- TEXT PASSAGE:
-----
Skip to content

Quickstart

Running the Climate Data Dissemination System

This tutorial serves as a brief introduction to running CDDS by CMORising a small amount of climate data. Its intention is to provide a minimal example of running CDDS, whilst also sign posting some of the other features and capabilities. The entire process can be roughly split into three parts.

  1. Define the request.cfg file and the variables to process.

  2. Setup the directory structure.

  3. Run the Cylc conversion workflow.

Prerequisites

This guide does assume that you can run cylc workflows and that you have access to mass.

Configuring the Request

Running CDDS requires the user to appropriately configure a request.cfg file (from here on simply referred to as the "request"). This request is provided to many cdds commands as a positional argument and contains information ranging from experiment metadata, workflow configuration, ancillary paths, MASS locations, and more. Each option belongs to a particular section and is documented in Request Configuration.

An Explicit Request Example Including Unused Fields
[metadata]
branch_date_in_child = 
branch_date_in_parent = 
branch_method = no parent
base_date = 1850-01-01T00:00:00Z
calendar = 360_day
experiment_id = my-experiment-id
institution_id = MOHC
license = GCModelDev model data is licensed under the Open Government License v3 (https://www.nationalarchives.gov.uk/doc/open-government-licence/version/3/)
-----
- ENTRIES SUPPLIED:

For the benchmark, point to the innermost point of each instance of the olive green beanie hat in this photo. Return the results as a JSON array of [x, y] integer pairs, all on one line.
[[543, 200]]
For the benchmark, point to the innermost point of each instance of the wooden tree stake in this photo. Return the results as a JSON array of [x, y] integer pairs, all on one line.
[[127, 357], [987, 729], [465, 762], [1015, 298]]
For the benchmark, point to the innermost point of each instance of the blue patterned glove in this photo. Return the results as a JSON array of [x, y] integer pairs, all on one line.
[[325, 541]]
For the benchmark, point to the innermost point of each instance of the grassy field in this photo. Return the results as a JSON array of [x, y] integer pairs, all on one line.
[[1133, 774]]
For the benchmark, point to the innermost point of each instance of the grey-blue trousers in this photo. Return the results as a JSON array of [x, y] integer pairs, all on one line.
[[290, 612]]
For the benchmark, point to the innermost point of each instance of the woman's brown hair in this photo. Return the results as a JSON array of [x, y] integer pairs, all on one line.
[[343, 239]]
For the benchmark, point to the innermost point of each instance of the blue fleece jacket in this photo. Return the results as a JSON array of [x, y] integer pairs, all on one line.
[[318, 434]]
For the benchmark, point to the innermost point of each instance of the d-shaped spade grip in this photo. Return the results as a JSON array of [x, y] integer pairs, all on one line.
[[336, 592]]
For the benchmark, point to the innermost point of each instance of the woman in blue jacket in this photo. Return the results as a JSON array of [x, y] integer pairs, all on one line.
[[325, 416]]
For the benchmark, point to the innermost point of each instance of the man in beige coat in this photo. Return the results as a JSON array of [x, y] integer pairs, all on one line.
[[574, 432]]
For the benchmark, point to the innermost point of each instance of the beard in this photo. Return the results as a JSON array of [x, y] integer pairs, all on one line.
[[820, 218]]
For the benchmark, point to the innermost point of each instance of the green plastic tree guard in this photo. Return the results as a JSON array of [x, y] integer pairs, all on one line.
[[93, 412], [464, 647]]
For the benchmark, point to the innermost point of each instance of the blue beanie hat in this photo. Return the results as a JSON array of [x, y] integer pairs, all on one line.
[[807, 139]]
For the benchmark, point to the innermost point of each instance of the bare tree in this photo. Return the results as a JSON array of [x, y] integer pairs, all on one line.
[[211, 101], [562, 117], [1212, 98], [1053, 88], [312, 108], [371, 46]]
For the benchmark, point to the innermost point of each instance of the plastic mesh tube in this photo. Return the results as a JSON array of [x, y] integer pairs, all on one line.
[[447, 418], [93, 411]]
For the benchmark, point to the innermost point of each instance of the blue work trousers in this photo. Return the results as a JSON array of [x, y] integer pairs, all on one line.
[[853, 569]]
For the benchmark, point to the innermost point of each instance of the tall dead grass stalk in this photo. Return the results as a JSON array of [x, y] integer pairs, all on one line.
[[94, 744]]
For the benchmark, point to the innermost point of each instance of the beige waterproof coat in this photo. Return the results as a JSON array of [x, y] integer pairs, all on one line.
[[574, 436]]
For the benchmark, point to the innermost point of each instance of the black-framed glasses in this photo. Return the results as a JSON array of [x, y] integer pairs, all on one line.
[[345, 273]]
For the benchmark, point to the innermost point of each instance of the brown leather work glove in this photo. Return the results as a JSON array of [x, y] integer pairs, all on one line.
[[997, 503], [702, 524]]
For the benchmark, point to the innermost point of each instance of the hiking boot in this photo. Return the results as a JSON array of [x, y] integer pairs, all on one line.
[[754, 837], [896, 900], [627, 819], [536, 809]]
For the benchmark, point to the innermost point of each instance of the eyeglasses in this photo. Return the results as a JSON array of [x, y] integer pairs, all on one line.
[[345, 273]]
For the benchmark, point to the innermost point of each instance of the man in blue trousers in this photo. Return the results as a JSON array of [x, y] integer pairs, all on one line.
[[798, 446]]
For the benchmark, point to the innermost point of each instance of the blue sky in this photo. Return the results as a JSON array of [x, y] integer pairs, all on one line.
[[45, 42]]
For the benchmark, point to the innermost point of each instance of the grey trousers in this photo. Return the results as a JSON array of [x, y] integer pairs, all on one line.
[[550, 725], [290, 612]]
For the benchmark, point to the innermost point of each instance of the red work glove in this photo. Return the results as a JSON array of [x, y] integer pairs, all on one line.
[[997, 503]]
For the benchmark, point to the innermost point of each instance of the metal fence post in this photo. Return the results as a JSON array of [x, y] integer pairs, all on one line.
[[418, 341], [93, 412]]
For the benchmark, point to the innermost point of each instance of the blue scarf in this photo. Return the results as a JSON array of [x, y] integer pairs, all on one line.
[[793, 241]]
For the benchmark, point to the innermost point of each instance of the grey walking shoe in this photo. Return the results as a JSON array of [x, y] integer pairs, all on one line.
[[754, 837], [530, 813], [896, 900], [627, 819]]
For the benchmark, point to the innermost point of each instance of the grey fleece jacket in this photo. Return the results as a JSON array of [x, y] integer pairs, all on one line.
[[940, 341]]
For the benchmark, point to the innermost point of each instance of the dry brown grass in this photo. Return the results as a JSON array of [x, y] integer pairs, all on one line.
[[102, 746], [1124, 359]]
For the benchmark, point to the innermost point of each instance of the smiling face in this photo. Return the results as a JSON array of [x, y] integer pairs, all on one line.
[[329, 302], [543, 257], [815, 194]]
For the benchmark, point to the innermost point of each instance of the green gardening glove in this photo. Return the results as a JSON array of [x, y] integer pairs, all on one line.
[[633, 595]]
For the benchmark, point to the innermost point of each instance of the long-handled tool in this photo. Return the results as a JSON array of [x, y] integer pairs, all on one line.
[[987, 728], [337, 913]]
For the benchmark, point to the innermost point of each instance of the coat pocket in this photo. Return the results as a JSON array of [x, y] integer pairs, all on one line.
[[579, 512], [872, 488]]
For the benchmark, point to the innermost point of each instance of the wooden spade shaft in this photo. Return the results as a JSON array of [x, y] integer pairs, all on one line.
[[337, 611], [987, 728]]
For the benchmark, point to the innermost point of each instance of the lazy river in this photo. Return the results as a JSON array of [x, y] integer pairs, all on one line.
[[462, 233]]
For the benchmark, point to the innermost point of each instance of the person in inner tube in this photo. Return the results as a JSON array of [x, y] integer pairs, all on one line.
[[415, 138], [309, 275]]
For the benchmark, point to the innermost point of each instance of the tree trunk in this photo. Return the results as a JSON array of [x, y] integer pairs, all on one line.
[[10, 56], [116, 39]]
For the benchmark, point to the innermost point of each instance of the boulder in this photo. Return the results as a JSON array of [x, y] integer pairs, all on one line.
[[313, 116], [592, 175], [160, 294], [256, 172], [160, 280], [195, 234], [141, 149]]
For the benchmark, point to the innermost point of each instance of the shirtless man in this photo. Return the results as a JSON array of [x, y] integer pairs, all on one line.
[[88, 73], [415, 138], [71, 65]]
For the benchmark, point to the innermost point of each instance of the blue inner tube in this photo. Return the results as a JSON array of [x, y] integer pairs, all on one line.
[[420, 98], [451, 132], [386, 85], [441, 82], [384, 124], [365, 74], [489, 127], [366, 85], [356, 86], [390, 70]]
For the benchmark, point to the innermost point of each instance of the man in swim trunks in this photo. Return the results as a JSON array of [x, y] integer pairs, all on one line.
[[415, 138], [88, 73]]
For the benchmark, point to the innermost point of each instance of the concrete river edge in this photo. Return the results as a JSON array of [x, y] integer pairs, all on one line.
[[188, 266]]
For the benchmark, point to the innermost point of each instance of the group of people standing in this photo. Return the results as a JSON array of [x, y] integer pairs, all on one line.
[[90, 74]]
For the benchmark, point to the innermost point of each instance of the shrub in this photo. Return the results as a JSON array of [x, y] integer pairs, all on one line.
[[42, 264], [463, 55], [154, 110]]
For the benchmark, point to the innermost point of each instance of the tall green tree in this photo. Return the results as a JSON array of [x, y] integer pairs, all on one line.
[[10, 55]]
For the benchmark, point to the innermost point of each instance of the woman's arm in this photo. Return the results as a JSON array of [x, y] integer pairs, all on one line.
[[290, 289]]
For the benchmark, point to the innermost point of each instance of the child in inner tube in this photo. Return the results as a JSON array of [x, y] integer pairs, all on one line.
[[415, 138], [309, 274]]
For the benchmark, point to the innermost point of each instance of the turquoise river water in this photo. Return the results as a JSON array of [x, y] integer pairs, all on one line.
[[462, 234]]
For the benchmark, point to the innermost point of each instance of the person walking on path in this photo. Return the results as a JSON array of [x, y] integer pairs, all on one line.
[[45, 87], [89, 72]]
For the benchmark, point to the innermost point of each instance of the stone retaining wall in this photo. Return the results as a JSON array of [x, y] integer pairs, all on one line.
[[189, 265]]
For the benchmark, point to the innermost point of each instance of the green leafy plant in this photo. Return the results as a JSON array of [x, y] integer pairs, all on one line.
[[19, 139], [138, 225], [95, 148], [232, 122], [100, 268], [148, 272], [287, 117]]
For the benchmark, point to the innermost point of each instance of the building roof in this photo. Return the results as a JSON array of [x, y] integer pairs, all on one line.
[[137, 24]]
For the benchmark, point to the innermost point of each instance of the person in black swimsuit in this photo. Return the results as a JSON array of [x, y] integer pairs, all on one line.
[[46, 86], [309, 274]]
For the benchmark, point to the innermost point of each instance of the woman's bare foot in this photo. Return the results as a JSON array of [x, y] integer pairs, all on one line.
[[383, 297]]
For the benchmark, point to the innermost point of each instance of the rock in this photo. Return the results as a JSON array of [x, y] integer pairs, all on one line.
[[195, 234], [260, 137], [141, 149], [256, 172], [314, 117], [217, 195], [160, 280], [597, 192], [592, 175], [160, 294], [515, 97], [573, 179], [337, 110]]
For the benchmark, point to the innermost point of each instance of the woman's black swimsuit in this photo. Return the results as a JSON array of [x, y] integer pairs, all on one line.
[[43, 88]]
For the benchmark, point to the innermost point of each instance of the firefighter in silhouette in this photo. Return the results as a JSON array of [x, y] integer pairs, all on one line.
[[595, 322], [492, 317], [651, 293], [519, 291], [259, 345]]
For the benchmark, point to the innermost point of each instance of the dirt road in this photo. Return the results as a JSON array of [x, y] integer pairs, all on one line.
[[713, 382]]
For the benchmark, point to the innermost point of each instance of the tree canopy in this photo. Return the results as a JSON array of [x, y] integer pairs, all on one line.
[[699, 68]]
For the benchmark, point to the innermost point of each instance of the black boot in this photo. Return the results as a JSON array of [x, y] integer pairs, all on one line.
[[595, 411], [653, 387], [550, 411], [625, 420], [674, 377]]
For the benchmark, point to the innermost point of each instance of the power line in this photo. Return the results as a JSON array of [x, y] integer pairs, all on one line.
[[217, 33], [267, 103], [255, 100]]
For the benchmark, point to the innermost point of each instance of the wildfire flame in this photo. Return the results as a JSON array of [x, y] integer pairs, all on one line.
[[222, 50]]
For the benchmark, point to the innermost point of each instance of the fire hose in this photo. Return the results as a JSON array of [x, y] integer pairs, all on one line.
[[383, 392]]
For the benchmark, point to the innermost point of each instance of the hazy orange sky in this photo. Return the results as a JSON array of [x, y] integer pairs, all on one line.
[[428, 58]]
-----
- WORK TO COMPLETE:
1. In the CDDS quickstart, what three parts is the process of running CDDS roughly split into?
2. For each statement, say whether it agrees with the CDDS quickstart, and quote the words that decide it.
(a) The guide assumes the reader has access to MASS.
(b) Many cdds commands take the request as a keyword option.
(c) The example request sets the calendar to 360_day.

- ANSWERS PER TASK:
1. Defining the request.cfg file and the variables to process, setting up the directory structure, and running the Cylc conversion workflow.

2.
(a) Yes: "This guide does assume that you can run cylc workflows and that you have access to mass."
(b) No: "This request is provided to many cdds commands as a positional argument"
(c) Yes: "calendar = 360_day"